Stored items from a collection
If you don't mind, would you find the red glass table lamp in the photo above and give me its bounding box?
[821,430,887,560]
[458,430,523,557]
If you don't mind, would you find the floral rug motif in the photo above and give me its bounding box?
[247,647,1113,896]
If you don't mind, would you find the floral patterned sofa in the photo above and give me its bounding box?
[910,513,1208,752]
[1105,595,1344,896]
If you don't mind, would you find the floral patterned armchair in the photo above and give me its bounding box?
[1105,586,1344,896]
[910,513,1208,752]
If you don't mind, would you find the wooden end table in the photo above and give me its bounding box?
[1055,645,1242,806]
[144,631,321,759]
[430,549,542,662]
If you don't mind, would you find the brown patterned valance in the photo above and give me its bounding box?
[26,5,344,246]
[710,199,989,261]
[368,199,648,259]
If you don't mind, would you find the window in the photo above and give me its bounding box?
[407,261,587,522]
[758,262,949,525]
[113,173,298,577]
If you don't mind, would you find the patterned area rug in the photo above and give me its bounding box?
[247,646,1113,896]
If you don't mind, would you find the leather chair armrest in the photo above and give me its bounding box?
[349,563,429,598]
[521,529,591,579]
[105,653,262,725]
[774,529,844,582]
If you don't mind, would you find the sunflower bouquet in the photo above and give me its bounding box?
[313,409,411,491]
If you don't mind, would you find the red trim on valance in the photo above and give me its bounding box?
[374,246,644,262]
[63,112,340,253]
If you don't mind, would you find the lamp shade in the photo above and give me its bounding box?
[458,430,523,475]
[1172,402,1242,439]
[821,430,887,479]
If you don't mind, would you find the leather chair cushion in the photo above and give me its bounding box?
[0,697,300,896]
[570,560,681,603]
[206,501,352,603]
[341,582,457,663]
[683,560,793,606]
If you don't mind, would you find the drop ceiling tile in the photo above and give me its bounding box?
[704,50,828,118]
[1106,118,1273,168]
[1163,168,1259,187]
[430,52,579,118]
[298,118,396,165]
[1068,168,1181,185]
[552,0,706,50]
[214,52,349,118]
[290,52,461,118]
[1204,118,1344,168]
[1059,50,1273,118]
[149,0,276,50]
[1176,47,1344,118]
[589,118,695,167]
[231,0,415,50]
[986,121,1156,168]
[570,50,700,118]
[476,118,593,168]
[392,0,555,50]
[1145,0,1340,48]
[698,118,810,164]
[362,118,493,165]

TASK TO CARRY OUT
Update the rows from the start through the line containing "[430,549,542,662]" by replacing "floral" with "paisley", leaving everything else unchanged.

RESPONSE TO THIS EXERCISE
If you don't mind, would you find the red glass table lamp in the photo above and give me its bounding box?
[821,430,887,560]
[458,430,523,557]
If you don't mind, would you find the paisley rug motif in the photo above and give me its bounding box?
[247,647,1113,896]
If you don't mind, would you find the paisley patterned sofa in the photo above and give me its bounding box?
[910,513,1208,752]
[1105,595,1344,896]
If you don't mind, would you find the paisley patterned armchair in the photo above and give me its bounding box?
[1105,586,1344,896]
[910,513,1208,752]
If you don't mind, would you find the wooden end table in the photo above and give me its bounding box?
[1055,645,1242,806]
[144,631,321,759]
[430,549,542,662]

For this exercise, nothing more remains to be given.